*ARTICLE:*
-- BEGIN --

David Orobosa Omoregie (born 5 June 1998), also known as Santan Dave,  or just Dave, is an English rapper. He has gained acclaim for his socially conscious lyricism and wordplay.

Dave released his debut extended play Six Paths in 2016, after the release of a number of successful singles including the grime song "Thiago Silva" with AJ Tracey. In the same year, Canadian rapper Drake premiered a remix single of Dave's song "Wanna Know" featuring himself on OVO Sound Radio. Dave released his second EP Game Over in 2017. In 2018, his political song "Question Time", which directed criticism towards the British Government, won the Ivor Novello Award for Best Contemporary Song. In the same year he released "Funky Friday", featuring Fredo, which became his first number-one song on the UK Singles Chart and his first platinum certified release.

Dave's debut album Psychodrama (2019) was met with widespread critical acclaim and debuted at number one on the UK Albums Chart, having the biggest first week streams for a UK rap album. It went on to win the Mercury Prize, and Album of the Year at the 2020 Brit Awards. He made his acting debut in the third season of the Netflix series Top Boy, which was released in September 2019. In July 2021, Dave released his record breaking sophomore album We're All Alone in This Together which was a critical success and his second UK number-one album. He released the single "Starlight" on 3 March 2022, which became his longest-running and his first solo UK number-one single.

-- END --

*GIVEN REQUEST 1:* In the passage about Dave, which award did his song "Question Time" win in 2018?
*GIVEN REQUEST 2:* Retype everything in the passage about Dave from "Dave released his debut" down to "platinum certified release.".
*GIVEN REQUEST 3:* Extend the passage about Dave, picking up after its final sentence.

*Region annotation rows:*
-- BEGIN --

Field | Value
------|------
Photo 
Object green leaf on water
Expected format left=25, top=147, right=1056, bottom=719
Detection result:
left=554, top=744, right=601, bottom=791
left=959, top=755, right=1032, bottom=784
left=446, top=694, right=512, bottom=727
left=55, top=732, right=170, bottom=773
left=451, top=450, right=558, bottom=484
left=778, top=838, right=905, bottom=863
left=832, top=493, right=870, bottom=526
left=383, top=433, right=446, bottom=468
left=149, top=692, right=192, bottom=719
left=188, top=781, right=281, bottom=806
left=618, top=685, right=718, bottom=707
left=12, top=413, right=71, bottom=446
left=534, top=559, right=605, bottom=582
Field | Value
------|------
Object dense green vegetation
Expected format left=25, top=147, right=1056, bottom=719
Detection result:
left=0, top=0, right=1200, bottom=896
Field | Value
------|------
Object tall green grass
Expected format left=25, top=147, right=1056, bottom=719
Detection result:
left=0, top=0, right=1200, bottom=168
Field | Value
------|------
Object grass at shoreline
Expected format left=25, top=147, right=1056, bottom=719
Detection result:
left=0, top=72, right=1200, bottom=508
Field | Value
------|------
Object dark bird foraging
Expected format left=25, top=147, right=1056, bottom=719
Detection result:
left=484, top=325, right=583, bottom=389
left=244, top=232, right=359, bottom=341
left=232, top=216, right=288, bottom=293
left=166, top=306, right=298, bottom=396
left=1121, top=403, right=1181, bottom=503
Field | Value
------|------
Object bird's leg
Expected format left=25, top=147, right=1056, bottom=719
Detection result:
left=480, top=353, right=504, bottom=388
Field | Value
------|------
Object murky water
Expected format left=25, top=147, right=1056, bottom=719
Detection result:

-- END --

*FINAL ANSWER 1:* The Ivor Novello Award for Best Contemporary Song.

*FINAL ANSWER 2:*
Dave released his debut extended play Six Paths in 2016, after the release of a number of successful singles including the grime song "Thiago Silva" with AJ Tracey. In the same year, Canadian rapper Drake premiered a remix single of Dave's song "Wanna Know" featuring himself on OVO Sound Radio. Dave released his second EP Game Over in 2017. In 2018, his political song "Question Time", which directed criticism towards the British Government, won the Ivor Novello Award for Best Contemporary Song. In the same year he released "Funky Friday", featuring Fredo, which became his first number-one song on the UK Singles Chart and his first platinum certified release.

*FINAL ANSWER 3:*
Early life 
David Orobosa Omoregie was born on 5 June 1998 in Angell Town, in the Brixton area of South London, to Nigerian parents from the Edo ethnic group. His father, Frank Omoregie, a pastor and his mother, Juliet Doris Omoregie, a nurse. He has two older brothers, Benjamin and Christopher, who are eight and five years older than him respectively. Dave's father was deported to Nigeria when Dave was just a few months old due to visa issues; he had believed he was travelling on a missionary visa but was actually on a visitor's visa. Dave's mother had to flee with his brothers due to fear of deportation herself and was not reunited with Dave until three months later. The family was then left homeless for a period and had to make a home on South London's buses.

Dave moved to Streatham, South London from nearby Brixton at the age of 7. He began composing music at an early age; he started writing lyrics at 11 after watching his older brother practise rapping at home and he taught himself piano after receiving an electric keyboard from his mother for Christmas when he was 14. Both of Dave's older brothers were in prison throughout his teenage years. When Dave was 11, his brother Christopher, who is currently still in prison, was sentenced to life imprisonment with a minimum of 18 years, under the law of joint enterprise, for his involvement in the March 2010 gang murder of 15-year-old Sofyen Belamouadden at London Victoria station. Then in 2014, when Dave was 15, his other brother Benjamin went to prison for four years for robbery, he was released in 2018.

Dave attended St Mark's Academy in Mitcham, and Richmond upon Thames College in Twickenham, where he studied law, philosophy, ethics, while also completing an additional module in sound design and politics. He secured a place at De Montfort University in Leicester to study law but never attended, choosing instead to focus on his musical career. Dave is also an avid supporter of Manchester United F.C.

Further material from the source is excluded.